- [What to do] Please copy the passage on the Free State–Basotho Wars from "The Basotho were defeated" up to and including "in Thaba Bosiu.", substituting "livestock" for "cattle".

- [Extract to read]
.....
Marthinus Wessel Pretorius and Kruger led a 1000-man-strong commando south to assist the Orange Free State during the Free State–Basotho Wars between 1865 and 1866. The Orange Free State waged the second Free State-Basotho war in 1865. This is commonly known as the Seqiti War. The word "seqiti" refers to the sound that the Boer canons made when they permeated the Basotho strongholds, which is mainly what is now known as the Free State Province.

The Basotho were defeated by the Boers and the Free State army forcibly took the Basotho's cattle and destroyed their crops. During this time, they also made two unsuccessful attempts to invade Moshoeshoe's stronghold in Thaba Bosiu.

Moshoeshoe unsuccessfully appealed for protection from the British and was forced to sign the treaty of Thaba Bosiu, surrendering large territories to the British. The Basotho were appalled by the terms of the treaty and conflict broke out again in 1867.
.....
- [Extracted records]
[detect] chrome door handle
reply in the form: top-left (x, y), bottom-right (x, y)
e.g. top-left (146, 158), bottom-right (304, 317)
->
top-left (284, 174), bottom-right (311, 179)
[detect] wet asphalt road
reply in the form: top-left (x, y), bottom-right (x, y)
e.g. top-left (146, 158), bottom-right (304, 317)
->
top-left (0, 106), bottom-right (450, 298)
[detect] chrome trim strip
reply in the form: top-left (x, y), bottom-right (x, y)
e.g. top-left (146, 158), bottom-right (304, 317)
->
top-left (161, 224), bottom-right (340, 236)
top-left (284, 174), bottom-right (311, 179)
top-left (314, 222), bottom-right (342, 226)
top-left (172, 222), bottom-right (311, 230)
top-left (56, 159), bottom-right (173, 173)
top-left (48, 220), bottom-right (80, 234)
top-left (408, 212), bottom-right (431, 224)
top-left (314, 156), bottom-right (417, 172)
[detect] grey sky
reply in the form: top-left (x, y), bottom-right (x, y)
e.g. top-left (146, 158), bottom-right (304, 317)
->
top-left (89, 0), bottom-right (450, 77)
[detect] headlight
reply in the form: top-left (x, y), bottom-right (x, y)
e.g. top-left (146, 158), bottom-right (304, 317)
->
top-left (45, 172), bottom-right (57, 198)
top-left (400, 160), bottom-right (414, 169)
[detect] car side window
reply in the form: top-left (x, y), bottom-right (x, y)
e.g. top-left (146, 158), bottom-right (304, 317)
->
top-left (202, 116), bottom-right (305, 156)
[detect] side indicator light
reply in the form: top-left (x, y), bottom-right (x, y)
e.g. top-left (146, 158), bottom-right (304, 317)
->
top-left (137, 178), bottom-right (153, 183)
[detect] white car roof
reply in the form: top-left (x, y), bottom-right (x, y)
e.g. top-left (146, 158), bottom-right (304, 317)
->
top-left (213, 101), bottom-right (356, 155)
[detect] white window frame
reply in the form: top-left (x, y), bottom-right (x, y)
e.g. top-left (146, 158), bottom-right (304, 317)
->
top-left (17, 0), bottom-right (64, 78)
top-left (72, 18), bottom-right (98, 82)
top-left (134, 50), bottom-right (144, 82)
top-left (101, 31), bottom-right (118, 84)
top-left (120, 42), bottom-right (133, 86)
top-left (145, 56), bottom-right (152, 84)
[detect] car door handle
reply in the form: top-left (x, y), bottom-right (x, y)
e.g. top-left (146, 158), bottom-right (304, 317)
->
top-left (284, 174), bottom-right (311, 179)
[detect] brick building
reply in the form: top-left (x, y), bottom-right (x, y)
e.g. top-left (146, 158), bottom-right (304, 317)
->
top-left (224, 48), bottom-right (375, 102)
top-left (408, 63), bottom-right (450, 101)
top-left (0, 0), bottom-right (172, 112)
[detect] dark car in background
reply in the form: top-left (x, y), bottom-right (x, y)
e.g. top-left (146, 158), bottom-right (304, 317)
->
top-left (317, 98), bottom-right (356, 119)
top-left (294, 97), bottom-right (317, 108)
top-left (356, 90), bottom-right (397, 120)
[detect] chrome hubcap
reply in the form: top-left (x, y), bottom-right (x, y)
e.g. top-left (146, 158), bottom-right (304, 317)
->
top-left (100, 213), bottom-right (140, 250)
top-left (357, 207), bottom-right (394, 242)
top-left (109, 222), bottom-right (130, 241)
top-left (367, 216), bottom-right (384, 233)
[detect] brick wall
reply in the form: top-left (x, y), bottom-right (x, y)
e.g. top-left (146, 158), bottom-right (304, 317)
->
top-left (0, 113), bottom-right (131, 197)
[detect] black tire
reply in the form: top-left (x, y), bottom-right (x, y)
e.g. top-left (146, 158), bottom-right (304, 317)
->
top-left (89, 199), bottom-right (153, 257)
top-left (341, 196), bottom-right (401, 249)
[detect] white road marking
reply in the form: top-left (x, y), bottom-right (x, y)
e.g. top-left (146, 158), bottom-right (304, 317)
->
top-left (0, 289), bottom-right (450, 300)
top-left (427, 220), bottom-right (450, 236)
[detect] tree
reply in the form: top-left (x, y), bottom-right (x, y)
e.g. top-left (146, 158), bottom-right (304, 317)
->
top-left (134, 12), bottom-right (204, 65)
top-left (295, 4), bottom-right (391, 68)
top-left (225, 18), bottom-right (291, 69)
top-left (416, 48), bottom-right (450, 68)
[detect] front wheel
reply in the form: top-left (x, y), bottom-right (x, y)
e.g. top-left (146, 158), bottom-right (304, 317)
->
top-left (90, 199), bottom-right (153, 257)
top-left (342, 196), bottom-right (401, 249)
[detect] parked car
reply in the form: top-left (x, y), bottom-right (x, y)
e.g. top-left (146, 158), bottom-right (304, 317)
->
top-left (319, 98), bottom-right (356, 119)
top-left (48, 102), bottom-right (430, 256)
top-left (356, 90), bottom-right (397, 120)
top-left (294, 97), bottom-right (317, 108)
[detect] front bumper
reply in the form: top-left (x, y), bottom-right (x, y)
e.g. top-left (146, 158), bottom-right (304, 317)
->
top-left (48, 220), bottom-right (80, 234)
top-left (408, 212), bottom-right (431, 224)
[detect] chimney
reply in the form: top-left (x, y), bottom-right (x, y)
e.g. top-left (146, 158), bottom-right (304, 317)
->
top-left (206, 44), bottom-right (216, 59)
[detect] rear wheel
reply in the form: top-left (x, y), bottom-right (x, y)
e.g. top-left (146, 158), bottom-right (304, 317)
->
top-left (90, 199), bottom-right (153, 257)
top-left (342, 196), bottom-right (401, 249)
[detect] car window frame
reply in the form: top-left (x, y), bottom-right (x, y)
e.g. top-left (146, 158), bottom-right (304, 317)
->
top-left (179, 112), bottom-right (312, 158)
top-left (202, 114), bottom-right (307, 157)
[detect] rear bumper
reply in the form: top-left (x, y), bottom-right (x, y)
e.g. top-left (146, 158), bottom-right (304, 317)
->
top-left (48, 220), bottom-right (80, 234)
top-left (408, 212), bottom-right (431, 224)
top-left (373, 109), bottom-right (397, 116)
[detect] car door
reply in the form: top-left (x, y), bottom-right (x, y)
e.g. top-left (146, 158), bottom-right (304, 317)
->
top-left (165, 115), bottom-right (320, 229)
.....
- [Result of the exercise]
The Basotho were defeated by the Boers and the Free State army forcibly took the Basotho's livestock and destroyed their crops. During this time, they also made two unsuccessful attempts to invade Moshoeshoe's stronghold in Thaba Bosiu.